### Selected excerpt
══════
Crick and Brenner’s prediction would soon be proven correct—as Crick was giving his talk, Hoagland and Zamecnik were putting the finishing touches to their paper describing the isolation of the adaptor, which was eventually called tRNA [25].

Crick and evolutionary biology

There were two aspects of Crick’s lecture that related to evolutionary thinking. The first was that the central dogma supported the neo-Darwinian view that it was impossible for any character that was acquired during an organism’s life to affect its hereditary characters. This provided support for the widespread hostility to the view that had been held by Darwin, Lamarck, and others, according to which, patterns of use and disuse could lead to changes in the frequency of characters in subsequent generations.

Although in most organisms, including bacteria, plants, and even some animals, there is no separation between the copies of DNA used for protein synthesis and those used for transmitting genetic information to the next generation, Crick could see no conceivable mechanism whereby changes acquired during life could feed back into the DNA sequence. This was later considered to be an additional argument against Lamarckian inheritance and a reinforcement of Weismann’s separation of the germ and somatic cell lines (something that applies only to most animals) [2]. However, Crick did not mention either of these ideas.

The other evolutionary aspect to Crick’s lecture came in a brief and little-noticed aside, in which he essentially predicted the development of phylogenetics. In 1957, protein sequencing was extremely primitive, while sequencing DNA was two decades in the future. Complete amino acid sequences for insulin had been described for just five species, but nevertheless, Crick could see the way things would go. In an incredibly prescient prediction, he stated:

“Biologists should realise that before long we shall have a subject which might be called ‘protein taxonomy’—the study of the amino acid sequences of the proteins of an organism and the comparison of them between species. It can be argued that these sequences are the most delicate expression possible of the phenotype of an organism and that vast amounts of evolutionary information may be hidden away within them.”
══════
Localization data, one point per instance
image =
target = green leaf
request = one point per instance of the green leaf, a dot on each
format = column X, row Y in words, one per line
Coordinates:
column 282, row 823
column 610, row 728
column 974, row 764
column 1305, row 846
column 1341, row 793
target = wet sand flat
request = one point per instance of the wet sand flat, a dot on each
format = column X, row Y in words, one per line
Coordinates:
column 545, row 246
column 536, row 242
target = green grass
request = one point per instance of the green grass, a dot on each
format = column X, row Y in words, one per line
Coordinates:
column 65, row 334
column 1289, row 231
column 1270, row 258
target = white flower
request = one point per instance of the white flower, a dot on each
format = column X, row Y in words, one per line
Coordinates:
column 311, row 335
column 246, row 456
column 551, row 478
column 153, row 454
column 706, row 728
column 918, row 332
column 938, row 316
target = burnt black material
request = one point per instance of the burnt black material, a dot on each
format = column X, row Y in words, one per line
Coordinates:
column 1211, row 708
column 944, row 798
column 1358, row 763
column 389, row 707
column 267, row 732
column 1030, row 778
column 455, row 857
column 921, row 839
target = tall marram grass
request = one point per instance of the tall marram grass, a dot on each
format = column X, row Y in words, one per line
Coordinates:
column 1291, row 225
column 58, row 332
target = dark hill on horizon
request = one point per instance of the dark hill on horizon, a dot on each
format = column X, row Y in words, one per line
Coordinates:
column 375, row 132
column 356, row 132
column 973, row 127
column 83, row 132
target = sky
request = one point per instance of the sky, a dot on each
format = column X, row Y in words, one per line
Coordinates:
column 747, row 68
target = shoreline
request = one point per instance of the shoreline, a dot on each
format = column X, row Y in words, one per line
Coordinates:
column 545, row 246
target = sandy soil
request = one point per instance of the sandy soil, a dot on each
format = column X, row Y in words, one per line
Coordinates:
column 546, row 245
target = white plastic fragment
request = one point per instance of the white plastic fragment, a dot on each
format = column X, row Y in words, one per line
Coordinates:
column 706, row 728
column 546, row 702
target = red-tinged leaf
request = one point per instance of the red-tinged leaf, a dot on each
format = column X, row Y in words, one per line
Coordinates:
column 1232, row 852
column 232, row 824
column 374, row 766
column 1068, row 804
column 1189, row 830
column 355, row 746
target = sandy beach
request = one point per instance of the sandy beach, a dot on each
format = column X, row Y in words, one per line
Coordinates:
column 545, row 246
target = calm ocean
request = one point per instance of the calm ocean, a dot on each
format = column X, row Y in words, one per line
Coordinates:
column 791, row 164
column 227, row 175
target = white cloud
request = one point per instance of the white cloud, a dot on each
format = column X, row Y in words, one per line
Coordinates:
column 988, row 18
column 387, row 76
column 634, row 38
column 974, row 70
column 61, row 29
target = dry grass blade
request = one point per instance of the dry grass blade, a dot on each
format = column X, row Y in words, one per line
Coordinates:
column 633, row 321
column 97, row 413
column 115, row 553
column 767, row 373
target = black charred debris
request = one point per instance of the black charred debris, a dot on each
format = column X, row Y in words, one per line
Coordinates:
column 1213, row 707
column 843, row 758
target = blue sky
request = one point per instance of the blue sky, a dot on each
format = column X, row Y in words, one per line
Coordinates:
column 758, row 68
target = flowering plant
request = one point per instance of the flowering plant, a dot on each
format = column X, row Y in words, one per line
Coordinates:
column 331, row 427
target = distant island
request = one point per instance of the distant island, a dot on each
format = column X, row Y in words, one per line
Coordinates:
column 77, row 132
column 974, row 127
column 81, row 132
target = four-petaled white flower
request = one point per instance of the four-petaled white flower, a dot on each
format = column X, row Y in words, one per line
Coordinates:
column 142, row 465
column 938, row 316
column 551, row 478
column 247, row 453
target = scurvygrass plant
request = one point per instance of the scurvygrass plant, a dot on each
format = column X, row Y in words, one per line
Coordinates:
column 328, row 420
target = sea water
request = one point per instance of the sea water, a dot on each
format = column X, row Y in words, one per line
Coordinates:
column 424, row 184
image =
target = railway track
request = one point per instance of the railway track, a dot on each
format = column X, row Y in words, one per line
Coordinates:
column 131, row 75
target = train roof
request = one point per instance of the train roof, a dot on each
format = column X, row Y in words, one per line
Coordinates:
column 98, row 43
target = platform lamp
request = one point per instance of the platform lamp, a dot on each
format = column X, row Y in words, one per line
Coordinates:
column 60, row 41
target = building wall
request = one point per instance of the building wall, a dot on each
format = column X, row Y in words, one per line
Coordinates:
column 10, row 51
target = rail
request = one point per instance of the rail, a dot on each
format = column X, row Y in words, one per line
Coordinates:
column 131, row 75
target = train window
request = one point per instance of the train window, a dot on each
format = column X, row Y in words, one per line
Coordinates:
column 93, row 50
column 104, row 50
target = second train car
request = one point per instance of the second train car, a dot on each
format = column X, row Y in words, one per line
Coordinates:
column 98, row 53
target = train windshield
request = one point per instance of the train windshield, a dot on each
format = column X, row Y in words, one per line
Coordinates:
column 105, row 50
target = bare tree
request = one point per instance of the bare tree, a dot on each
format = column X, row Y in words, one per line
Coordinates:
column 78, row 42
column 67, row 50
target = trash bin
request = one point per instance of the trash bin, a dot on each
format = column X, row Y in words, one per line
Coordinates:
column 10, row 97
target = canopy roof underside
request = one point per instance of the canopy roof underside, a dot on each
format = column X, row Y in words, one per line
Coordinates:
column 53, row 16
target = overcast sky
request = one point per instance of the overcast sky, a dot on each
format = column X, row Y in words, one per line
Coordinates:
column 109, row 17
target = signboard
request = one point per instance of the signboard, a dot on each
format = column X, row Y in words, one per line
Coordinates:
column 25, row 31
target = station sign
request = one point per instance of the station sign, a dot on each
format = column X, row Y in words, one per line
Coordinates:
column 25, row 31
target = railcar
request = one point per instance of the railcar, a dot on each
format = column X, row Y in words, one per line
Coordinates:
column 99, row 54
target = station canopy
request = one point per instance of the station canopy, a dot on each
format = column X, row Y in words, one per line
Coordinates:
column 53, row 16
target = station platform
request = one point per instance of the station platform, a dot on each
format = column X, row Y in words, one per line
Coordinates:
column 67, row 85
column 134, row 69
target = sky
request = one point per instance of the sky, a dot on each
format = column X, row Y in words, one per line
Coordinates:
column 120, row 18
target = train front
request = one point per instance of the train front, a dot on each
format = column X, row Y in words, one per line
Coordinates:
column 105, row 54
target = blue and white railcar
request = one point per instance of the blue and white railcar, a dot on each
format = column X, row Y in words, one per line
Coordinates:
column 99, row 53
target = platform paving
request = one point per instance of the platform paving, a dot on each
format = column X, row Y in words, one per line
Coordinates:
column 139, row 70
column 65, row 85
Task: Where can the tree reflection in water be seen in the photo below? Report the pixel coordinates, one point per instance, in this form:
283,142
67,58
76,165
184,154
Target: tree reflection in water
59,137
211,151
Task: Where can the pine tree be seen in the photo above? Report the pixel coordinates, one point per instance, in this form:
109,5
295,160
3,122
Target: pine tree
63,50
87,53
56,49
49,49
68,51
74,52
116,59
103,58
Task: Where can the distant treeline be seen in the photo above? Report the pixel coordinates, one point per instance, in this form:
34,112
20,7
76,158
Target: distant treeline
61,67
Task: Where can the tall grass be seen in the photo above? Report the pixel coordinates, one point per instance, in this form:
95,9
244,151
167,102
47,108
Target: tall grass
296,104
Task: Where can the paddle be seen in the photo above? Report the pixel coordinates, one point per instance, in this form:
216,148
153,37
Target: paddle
══════
### Task 1
From the passage on Crick's lecture, repeat word for word the part from "Crick and evolutionary" up to and including "in subsequent generations.".
### Task 2
Carry on the passage about Crick's lecture and evolutionary biology from the point where it stops.

### Written reply 1
Crick and evolutionary biology

There were two aspects of Crick’s lecture that related to evolutionary thinking. The first was that the central dogma supported the neo-Darwinian view that it was impossible for any character that was acquired during an organism’s life to affect its hereditary characters. This provided support for the widespread hostility to the view that had been held by Darwin, Lamarck, and others, according to which, patterns of use and disuse could lead to changes in the frequency of characters in subsequent generations.

### Written reply 2
This insight appears to have had little impact on thinking about the potential power of studying sequences—the history of bioinformatics [26] is generally traced back to the work of Dick Eck [27], Margaret Dayhoff [28], and Emile Zuckerkandl and Linus Pauling [29] in the early 1960s, none of whom cited Crick’s lecture. Further exploration of the work of the early bioinformaticians may reveal currently-unknown direct connections with Crick’s ideas, but whatever the case, the clarity of this vision underlines the power of Crick’s thinking.


It took some time for Crick’s lecture to exert its influence. Despite Jacob’s vivid description of how Crick presented his ideas, there is no indication that the content immediately changed the thinking of those in the audience. Only one of the other presentations at the symposium made any reference to Crick’s novel ideas in the revised printed version, and even here, the authors appear to have thought that Crick was indeed being dogmatic in his views because he speculated rather than strictly limiting himself to the experimental evidence [30].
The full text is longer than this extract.